Copy out each line featuring the string "bridge" from the entries beneath.
-------- Supplied entries --------
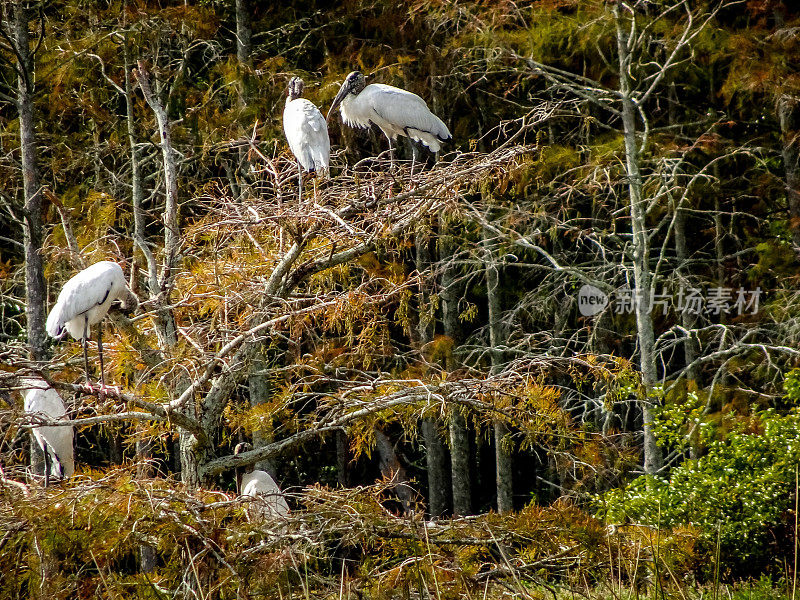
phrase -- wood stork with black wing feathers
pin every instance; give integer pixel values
(84, 301)
(306, 131)
(43, 401)
(395, 111)
(267, 498)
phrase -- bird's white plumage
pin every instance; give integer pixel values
(85, 299)
(55, 441)
(307, 133)
(268, 500)
(396, 112)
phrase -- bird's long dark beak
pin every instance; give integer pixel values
(337, 101)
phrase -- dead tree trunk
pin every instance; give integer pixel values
(165, 323)
(641, 250)
(461, 479)
(503, 464)
(789, 117)
(435, 450)
(35, 289)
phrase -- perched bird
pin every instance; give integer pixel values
(84, 301)
(306, 131)
(267, 499)
(55, 441)
(394, 111)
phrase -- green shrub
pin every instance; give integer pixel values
(741, 492)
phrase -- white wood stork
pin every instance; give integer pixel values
(268, 501)
(55, 441)
(393, 110)
(84, 301)
(306, 131)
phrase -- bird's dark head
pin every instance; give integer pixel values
(295, 89)
(354, 83)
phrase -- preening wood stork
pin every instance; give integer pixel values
(306, 131)
(268, 501)
(393, 110)
(84, 301)
(55, 441)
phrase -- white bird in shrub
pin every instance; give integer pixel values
(84, 301)
(306, 131)
(395, 111)
(267, 499)
(43, 401)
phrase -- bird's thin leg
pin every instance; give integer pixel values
(85, 351)
(391, 154)
(100, 353)
(46, 465)
(299, 183)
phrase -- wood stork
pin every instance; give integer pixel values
(84, 301)
(43, 401)
(268, 501)
(393, 110)
(306, 131)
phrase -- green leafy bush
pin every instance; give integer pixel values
(741, 492)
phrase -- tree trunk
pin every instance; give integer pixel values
(641, 253)
(35, 289)
(260, 389)
(789, 117)
(459, 434)
(393, 470)
(690, 348)
(165, 327)
(435, 449)
(244, 49)
(503, 464)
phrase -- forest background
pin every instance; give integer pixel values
(408, 352)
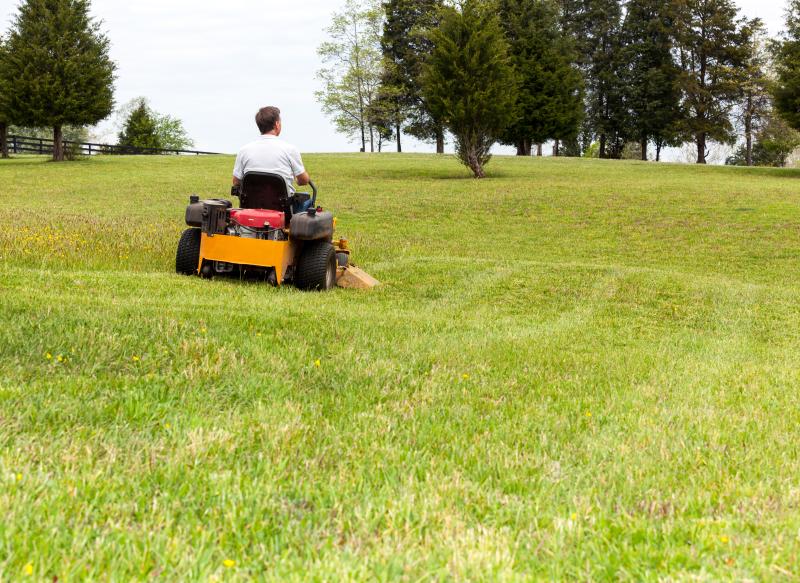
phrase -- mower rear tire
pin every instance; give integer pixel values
(188, 255)
(316, 268)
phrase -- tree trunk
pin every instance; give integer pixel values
(475, 165)
(3, 140)
(399, 145)
(58, 144)
(701, 148)
(748, 131)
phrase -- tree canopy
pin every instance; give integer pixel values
(469, 81)
(57, 68)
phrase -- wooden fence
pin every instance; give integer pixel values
(29, 145)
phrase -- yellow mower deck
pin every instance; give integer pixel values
(240, 251)
(276, 254)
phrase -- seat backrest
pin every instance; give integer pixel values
(264, 190)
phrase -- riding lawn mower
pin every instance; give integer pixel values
(274, 235)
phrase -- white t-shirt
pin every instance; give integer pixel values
(270, 154)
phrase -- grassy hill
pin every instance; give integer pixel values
(575, 370)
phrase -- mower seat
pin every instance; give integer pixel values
(264, 190)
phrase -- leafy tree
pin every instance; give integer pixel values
(352, 74)
(141, 127)
(405, 44)
(550, 97)
(387, 114)
(712, 49)
(652, 79)
(469, 82)
(57, 67)
(774, 142)
(787, 86)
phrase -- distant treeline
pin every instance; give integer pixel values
(605, 78)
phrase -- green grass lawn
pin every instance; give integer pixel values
(575, 370)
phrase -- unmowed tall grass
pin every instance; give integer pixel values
(574, 370)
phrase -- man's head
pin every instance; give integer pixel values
(268, 120)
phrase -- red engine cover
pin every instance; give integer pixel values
(259, 218)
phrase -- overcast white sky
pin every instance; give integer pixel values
(213, 63)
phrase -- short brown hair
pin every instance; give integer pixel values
(267, 118)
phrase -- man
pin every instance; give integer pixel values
(270, 154)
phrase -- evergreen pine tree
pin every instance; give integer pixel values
(405, 45)
(58, 60)
(712, 49)
(550, 98)
(755, 104)
(787, 87)
(469, 81)
(652, 78)
(596, 26)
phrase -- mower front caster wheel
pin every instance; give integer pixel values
(188, 255)
(316, 268)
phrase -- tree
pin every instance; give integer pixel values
(353, 69)
(597, 27)
(4, 121)
(550, 95)
(787, 86)
(469, 81)
(58, 60)
(711, 46)
(405, 44)
(773, 143)
(754, 104)
(141, 127)
(652, 79)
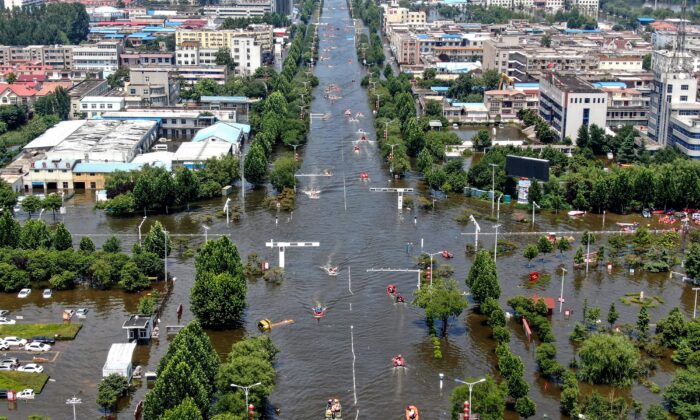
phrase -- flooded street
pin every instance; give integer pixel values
(357, 230)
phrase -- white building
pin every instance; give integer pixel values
(101, 56)
(93, 106)
(567, 103)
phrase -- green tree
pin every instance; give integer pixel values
(112, 245)
(441, 300)
(481, 140)
(682, 395)
(156, 240)
(132, 279)
(613, 315)
(31, 204)
(608, 359)
(531, 252)
(9, 230)
(86, 244)
(483, 277)
(255, 165)
(488, 399)
(110, 390)
(62, 239)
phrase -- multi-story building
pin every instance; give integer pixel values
(568, 102)
(674, 87)
(102, 56)
(215, 39)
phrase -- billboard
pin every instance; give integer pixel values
(526, 167)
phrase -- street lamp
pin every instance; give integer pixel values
(74, 401)
(495, 244)
(431, 264)
(206, 231)
(493, 185)
(561, 293)
(141, 224)
(477, 229)
(246, 389)
(470, 385)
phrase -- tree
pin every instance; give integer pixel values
(86, 244)
(613, 315)
(692, 261)
(132, 279)
(224, 58)
(110, 390)
(608, 359)
(156, 241)
(62, 239)
(441, 300)
(531, 252)
(488, 399)
(481, 140)
(483, 278)
(9, 230)
(682, 395)
(112, 245)
(255, 165)
(643, 322)
(31, 204)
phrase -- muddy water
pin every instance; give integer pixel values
(357, 230)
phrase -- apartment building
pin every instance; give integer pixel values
(101, 56)
(215, 39)
(568, 102)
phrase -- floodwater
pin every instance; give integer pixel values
(348, 353)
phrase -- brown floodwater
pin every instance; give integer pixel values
(357, 230)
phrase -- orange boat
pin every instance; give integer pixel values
(412, 413)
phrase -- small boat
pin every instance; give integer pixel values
(333, 409)
(412, 413)
(446, 254)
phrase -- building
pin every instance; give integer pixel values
(119, 360)
(673, 87)
(101, 56)
(152, 86)
(95, 106)
(82, 90)
(568, 102)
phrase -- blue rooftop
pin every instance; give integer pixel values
(230, 132)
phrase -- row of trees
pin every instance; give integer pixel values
(154, 188)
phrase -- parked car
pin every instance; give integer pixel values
(27, 394)
(31, 367)
(43, 339)
(15, 341)
(37, 346)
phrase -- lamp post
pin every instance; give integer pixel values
(431, 264)
(246, 389)
(495, 244)
(493, 186)
(141, 224)
(74, 401)
(534, 206)
(477, 229)
(206, 231)
(470, 385)
(561, 293)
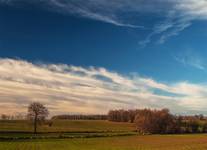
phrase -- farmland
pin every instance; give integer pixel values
(149, 142)
(91, 135)
(67, 126)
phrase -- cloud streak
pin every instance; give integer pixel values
(72, 89)
(171, 16)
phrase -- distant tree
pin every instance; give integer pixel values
(37, 113)
(4, 117)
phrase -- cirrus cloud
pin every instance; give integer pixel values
(71, 89)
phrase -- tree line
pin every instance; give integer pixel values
(147, 121)
(150, 121)
(81, 117)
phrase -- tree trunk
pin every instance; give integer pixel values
(35, 124)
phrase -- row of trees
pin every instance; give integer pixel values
(160, 121)
(122, 115)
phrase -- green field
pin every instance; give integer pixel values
(68, 126)
(150, 142)
(92, 135)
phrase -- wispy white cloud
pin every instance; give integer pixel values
(191, 58)
(67, 89)
(173, 16)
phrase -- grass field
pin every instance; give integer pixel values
(68, 126)
(92, 135)
(149, 142)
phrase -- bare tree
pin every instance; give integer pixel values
(37, 113)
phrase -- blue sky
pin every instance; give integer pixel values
(160, 41)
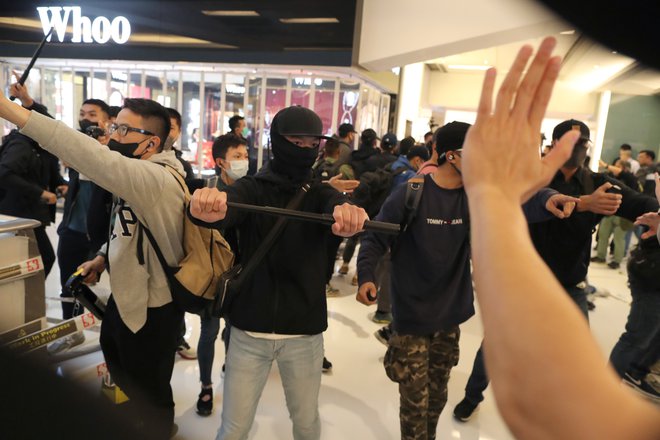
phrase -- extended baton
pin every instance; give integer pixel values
(326, 219)
(23, 78)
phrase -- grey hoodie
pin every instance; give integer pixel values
(151, 195)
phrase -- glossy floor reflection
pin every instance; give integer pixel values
(357, 400)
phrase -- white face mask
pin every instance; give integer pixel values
(237, 169)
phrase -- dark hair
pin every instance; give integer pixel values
(156, 118)
(105, 108)
(224, 143)
(174, 115)
(406, 144)
(114, 111)
(331, 147)
(234, 120)
(649, 153)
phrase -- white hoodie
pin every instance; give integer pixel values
(151, 194)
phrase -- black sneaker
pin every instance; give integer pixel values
(465, 410)
(383, 334)
(327, 365)
(205, 407)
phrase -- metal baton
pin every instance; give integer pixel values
(23, 78)
(326, 219)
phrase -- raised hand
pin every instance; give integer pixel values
(501, 148)
(209, 205)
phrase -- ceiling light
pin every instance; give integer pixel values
(468, 67)
(311, 20)
(231, 13)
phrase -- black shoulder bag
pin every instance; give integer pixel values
(232, 280)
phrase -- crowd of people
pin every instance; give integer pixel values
(482, 216)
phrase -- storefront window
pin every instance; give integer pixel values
(234, 92)
(300, 86)
(349, 96)
(171, 89)
(154, 87)
(324, 98)
(190, 116)
(100, 85)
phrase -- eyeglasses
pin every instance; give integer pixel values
(124, 129)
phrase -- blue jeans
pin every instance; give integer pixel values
(642, 327)
(247, 366)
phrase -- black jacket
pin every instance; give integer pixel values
(565, 245)
(286, 293)
(26, 170)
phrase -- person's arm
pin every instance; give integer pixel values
(524, 333)
(373, 246)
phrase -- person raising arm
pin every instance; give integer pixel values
(540, 390)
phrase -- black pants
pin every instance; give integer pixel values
(45, 248)
(73, 249)
(141, 364)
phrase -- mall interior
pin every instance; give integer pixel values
(405, 69)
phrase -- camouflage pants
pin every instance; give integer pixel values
(421, 366)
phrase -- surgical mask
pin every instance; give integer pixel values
(85, 124)
(577, 157)
(237, 169)
(126, 150)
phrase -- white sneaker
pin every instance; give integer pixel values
(66, 343)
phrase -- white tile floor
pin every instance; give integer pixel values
(357, 400)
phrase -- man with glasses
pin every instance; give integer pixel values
(141, 324)
(280, 313)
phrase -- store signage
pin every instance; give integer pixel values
(84, 30)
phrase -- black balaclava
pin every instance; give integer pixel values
(289, 159)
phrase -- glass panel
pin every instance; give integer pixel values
(234, 91)
(190, 116)
(212, 120)
(275, 101)
(251, 115)
(66, 93)
(100, 88)
(300, 90)
(349, 94)
(118, 87)
(51, 97)
(171, 92)
(324, 97)
(154, 87)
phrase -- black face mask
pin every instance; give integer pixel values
(577, 157)
(290, 159)
(85, 124)
(126, 150)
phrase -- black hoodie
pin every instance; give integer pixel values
(286, 294)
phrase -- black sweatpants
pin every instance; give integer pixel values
(73, 249)
(45, 248)
(141, 364)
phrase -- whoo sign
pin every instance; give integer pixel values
(100, 30)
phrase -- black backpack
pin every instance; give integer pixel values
(375, 186)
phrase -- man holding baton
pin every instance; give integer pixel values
(280, 312)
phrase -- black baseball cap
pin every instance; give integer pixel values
(368, 136)
(389, 141)
(450, 136)
(299, 121)
(571, 124)
(345, 129)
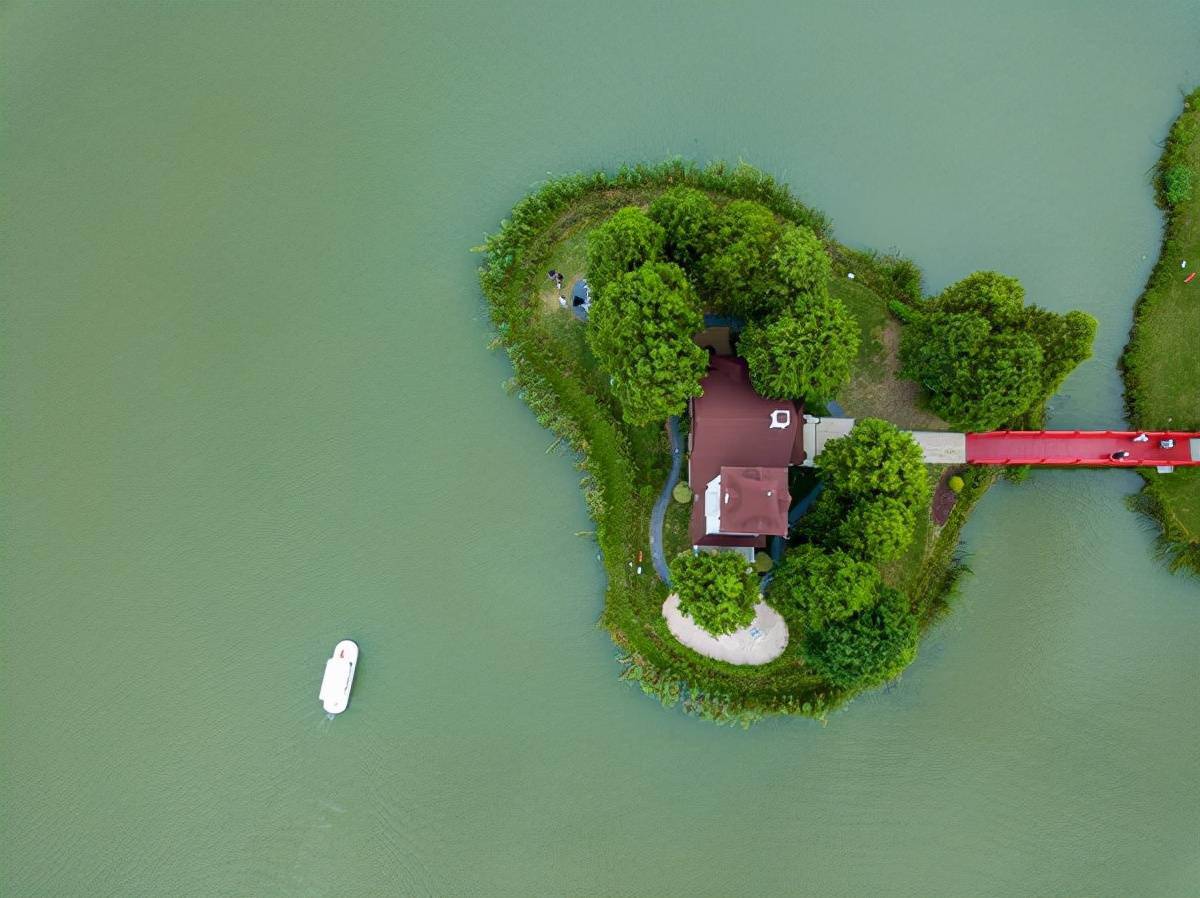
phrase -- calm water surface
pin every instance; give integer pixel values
(249, 411)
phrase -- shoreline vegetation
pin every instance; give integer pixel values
(625, 464)
(1162, 376)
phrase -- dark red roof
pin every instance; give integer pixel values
(731, 426)
(755, 501)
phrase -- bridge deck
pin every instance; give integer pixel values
(1090, 448)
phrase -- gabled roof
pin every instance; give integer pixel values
(732, 426)
(753, 501)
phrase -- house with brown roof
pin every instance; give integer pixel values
(741, 447)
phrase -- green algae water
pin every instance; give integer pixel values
(249, 411)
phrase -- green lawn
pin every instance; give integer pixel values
(1162, 365)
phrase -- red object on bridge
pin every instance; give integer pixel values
(1083, 448)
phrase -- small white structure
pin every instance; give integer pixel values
(762, 641)
(335, 687)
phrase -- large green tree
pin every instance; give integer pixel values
(715, 590)
(624, 241)
(737, 274)
(801, 262)
(822, 586)
(804, 352)
(687, 216)
(875, 460)
(877, 530)
(868, 647)
(641, 330)
(987, 358)
(978, 378)
(1066, 340)
(875, 488)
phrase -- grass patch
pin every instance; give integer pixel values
(624, 467)
(1162, 369)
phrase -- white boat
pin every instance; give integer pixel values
(335, 688)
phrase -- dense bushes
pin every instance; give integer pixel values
(1161, 391)
(984, 357)
(685, 215)
(799, 341)
(715, 590)
(804, 352)
(875, 486)
(1175, 171)
(820, 587)
(867, 648)
(641, 329)
(625, 241)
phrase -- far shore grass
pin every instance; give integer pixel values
(1162, 361)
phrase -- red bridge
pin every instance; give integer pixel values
(1085, 448)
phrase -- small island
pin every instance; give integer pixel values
(774, 427)
(1162, 378)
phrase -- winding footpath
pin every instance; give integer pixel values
(660, 507)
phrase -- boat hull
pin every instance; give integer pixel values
(335, 686)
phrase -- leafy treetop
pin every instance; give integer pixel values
(801, 263)
(985, 357)
(822, 586)
(641, 330)
(804, 352)
(875, 460)
(625, 241)
(717, 590)
(868, 647)
(687, 217)
(737, 273)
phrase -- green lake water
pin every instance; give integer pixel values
(247, 409)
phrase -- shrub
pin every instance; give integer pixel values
(687, 217)
(875, 459)
(805, 352)
(876, 530)
(1177, 185)
(640, 329)
(715, 590)
(625, 241)
(801, 263)
(867, 648)
(737, 275)
(822, 586)
(985, 357)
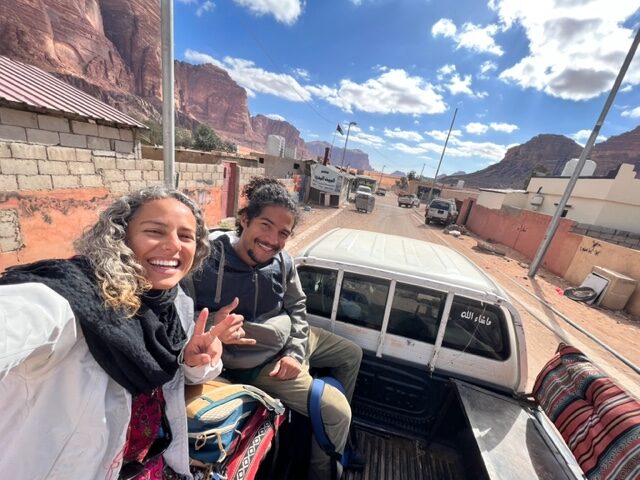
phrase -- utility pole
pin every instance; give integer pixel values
(555, 221)
(345, 142)
(435, 177)
(168, 107)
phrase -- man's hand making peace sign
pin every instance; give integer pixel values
(205, 347)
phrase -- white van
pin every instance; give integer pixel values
(441, 385)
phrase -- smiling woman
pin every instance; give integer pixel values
(101, 345)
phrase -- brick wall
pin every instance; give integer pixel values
(57, 173)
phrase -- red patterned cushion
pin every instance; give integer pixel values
(598, 420)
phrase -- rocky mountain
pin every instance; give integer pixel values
(624, 148)
(355, 158)
(546, 153)
(111, 50)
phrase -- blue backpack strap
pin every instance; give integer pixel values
(315, 415)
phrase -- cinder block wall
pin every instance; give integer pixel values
(57, 174)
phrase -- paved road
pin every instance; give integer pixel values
(544, 329)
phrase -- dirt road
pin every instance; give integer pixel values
(535, 299)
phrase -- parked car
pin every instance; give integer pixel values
(444, 367)
(408, 200)
(442, 211)
(365, 201)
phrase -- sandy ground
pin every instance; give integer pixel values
(546, 313)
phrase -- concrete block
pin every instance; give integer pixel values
(112, 176)
(108, 132)
(19, 118)
(105, 163)
(97, 143)
(65, 181)
(91, 181)
(48, 167)
(104, 153)
(61, 154)
(132, 175)
(81, 168)
(125, 164)
(126, 135)
(8, 182)
(125, 147)
(73, 140)
(84, 128)
(24, 150)
(119, 187)
(5, 151)
(137, 185)
(83, 155)
(34, 182)
(12, 166)
(45, 137)
(619, 289)
(10, 132)
(144, 165)
(57, 124)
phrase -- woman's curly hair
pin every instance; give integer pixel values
(122, 279)
(265, 192)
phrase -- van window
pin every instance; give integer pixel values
(477, 328)
(415, 312)
(440, 205)
(319, 285)
(362, 300)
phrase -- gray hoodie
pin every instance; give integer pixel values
(271, 300)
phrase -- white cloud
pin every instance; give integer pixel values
(633, 113)
(444, 27)
(366, 139)
(403, 135)
(255, 79)
(206, 6)
(476, 128)
(284, 11)
(401, 147)
(275, 116)
(487, 67)
(581, 136)
(459, 85)
(301, 73)
(503, 127)
(470, 36)
(394, 91)
(576, 48)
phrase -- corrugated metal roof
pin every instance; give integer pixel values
(31, 86)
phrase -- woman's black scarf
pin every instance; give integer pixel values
(140, 353)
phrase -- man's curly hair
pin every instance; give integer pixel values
(265, 192)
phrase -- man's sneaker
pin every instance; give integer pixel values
(354, 460)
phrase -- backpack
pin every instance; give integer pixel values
(221, 415)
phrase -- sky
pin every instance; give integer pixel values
(400, 69)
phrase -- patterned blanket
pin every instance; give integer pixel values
(598, 421)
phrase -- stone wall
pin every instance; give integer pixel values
(56, 174)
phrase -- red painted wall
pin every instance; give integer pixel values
(523, 230)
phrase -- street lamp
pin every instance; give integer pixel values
(345, 142)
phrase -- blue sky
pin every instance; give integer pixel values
(399, 68)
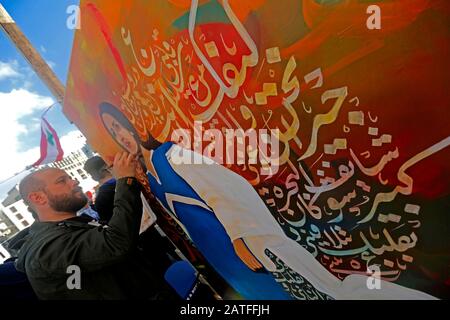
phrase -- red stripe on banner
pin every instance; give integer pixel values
(58, 144)
(107, 35)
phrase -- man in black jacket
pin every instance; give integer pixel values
(106, 257)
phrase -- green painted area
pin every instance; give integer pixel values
(207, 13)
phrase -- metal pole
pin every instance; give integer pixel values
(36, 61)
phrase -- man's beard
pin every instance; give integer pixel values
(67, 202)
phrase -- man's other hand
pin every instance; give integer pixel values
(124, 165)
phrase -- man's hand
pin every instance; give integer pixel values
(246, 256)
(124, 165)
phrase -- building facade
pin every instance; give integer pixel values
(14, 214)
--------
Result of this task:
phrase -- bridge deck
phrase -- red object on bridge
phrase -- red bridge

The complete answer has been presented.